++++ Texto del documento ++++

LA NECESIDAD DEL EJEMPLO


                                        

Aquí no hay más remedio que cortar cabezas si se quiere restablecer la ejemplaridad.

            Hay semanas, como esta que hoy acaba, por las que hay que pasar tapándose la nariz con los dedos para no oler el asqueroso relente que se respira en el país, o bien metiendo la cabeza bajo el ala y olvidándose de todo y de todos.
            Creo no escandalizar a nadie si digo que este país huele a podrido. Uno tras otro, quienes tenían que dar ejemplo de honestidad, de austeridad y de escrupulosidad, fallan reiteradamente, y el pueblo, castigado injustamente, asiste estupefacto al bochornoso espectáculo de la indecencia rampante, de la picaresca de guante blanco.
            Y es que, si lamentable es ver al ex presidente de la Generalitat valenciana, Francisco Camps, y a su antiguo hombre de confianza Ricardo Costa, en el banquillo de los acusados defendiéndose como gato panza arriba de evidencias vergonzantes, indignas de un político, mucho más –aquí siempre, como en los saltos de altura, se sube el listón– asqueante resulta el affaire del duque de Palma y la posición en que su avaricia ha colocado a la monarquía española.
            A nadie medianamente informado se le oculta que el rey tenía fundadas sospechas desde hace tiempo de los turbios manejos de su yerno –cómo un suegro no iba a darse cuenta del súbito enriquecimiento de sus hijos– y que le había aconsejado establecerse en Washington con el pretexto de la educación de su prole. Pero es evidente que ni siquiera él mismo podía sospechar del alcance de la codicia y de la inverecundia del ex deportista –este hombre, al parecer, se había acostumbrado a utilizar a su suegro como la lámpara de Aladino, y no había puerta que se le resistiera.

++++ Entradas mostradas ++++

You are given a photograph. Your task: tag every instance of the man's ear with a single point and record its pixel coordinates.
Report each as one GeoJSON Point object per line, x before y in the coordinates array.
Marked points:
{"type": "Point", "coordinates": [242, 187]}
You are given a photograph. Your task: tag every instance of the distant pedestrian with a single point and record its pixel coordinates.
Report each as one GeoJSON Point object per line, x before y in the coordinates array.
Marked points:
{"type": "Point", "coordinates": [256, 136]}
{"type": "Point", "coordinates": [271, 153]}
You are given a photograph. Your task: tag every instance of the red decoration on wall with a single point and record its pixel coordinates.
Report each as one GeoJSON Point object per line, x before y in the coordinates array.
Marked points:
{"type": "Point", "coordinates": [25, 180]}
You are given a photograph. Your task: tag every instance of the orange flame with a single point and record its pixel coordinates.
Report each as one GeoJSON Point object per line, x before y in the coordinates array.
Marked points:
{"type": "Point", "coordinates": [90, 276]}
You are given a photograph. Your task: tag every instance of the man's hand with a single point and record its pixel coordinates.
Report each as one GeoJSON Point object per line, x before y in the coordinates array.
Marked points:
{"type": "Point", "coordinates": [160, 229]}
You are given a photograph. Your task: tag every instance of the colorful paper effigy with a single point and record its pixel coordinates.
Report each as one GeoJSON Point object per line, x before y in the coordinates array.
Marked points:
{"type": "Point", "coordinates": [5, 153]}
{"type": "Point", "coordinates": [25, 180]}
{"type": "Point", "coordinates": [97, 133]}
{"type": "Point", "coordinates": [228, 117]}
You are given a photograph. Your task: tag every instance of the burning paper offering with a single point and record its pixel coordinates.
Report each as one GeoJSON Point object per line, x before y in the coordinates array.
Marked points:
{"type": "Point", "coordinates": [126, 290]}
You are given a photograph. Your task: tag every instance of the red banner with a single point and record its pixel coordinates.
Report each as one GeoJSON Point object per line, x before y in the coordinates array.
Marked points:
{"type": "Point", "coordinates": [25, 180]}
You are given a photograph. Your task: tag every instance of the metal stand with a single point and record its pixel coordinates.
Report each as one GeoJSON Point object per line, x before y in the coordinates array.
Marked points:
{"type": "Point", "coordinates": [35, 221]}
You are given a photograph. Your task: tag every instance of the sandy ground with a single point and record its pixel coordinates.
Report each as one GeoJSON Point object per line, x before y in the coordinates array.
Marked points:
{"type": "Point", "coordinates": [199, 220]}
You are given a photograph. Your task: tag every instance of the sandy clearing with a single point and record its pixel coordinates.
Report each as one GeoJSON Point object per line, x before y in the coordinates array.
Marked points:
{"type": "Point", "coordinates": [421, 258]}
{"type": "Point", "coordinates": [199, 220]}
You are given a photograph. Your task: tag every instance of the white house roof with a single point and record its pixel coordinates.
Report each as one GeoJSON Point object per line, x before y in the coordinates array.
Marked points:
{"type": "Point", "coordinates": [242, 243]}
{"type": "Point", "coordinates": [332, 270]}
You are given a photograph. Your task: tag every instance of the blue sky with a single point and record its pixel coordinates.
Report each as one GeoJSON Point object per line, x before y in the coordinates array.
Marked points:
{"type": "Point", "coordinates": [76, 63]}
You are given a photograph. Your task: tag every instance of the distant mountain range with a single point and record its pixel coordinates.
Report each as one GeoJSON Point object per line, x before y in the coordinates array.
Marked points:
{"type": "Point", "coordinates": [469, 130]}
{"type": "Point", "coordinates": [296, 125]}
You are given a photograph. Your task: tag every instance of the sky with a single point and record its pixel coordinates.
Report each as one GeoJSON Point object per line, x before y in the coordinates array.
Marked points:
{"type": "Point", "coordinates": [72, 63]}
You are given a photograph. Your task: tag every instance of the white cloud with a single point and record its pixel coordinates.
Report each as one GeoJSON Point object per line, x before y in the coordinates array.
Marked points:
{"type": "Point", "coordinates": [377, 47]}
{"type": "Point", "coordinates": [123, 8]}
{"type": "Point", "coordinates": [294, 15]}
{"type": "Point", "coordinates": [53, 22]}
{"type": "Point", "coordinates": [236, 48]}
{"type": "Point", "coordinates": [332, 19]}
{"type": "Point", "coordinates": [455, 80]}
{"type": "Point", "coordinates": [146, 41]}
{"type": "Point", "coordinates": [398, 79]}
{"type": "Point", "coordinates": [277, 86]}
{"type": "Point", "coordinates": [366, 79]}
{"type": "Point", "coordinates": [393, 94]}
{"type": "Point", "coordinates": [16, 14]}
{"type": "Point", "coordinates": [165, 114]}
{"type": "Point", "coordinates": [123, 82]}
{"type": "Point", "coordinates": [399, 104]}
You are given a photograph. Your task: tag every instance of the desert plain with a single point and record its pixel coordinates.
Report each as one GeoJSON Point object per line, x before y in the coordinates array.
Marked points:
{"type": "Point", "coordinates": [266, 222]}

++++

= Enunciado =
Escribe la continuación del artículo sobre la corrupción en España, empezando justo después de su última frase. El listado es un material aparte, sin relación con el artículo.

= Resultado obtenido =
            Asegura, por medio de su abogado, que está abatido, cosa lógica, pero de ahí a decir que también está indignado, demuestra su ceguera. De haber  alguien indignado tenían que ser, en primer lugar, los miembros de la familia real, y en especial, el rey; y, en segundo lugar, los ciudadanos, sobre todo, aquellos que no ven forma de abrirse paso en la vida.
            Pero, ojo, el caso Urdangarín no puede quedar ahí, como tampoco el caso “de los trajes”. Hay que ir mucho más allá en busca de los corruptores y corruptos del Palma Arena, del Gurtel, y de todos esos casos que, sucesivamente, vienen empañando el buen nombre de España, convertida, de Pirineos para arriba, en un país de farándula.
            Más allá de la responsabilidad de nuestros ineptos gobernantes en lo referido a la ruina que se cierne sobre nosotros, está, y eso no se puede obviar, la de la horda de mangantes de toda índole que, aprovechando las peculiares circunstancias vividas a lo largo de estos últimos años, se han labrado fabulosos patrimonios a la sombra de una absoluta permisividad y de una falta de controles inauditos, dejando, de paso, el país, convertido en un albañal.
            Y si nosotros, ciudadanos de bien, nos sentimos estafados, cómo no se sentirán esos miles de pequeños delincuentes que atestan las prisiones españolas por un quítame allá esas pajas, y por delitos infinitamente menos graves que los que a diario salpican las páginas de la prensa española.
            Aquí no hay más remedio que cortar cabezas si se quiere restablecer la ejemplaridad que ha de presidir la moral de un país moderno y avanzado. Se ha roto el molde y no hay más remedio que recomponerlo. La honestidad y la transparencia que ayer mismo preconizaba Mariano Rajoy no pueden quedar en meras palabras rutinarias. Hay líneas que no se sobrepasan impunemente y aquí se ha mezclado todo.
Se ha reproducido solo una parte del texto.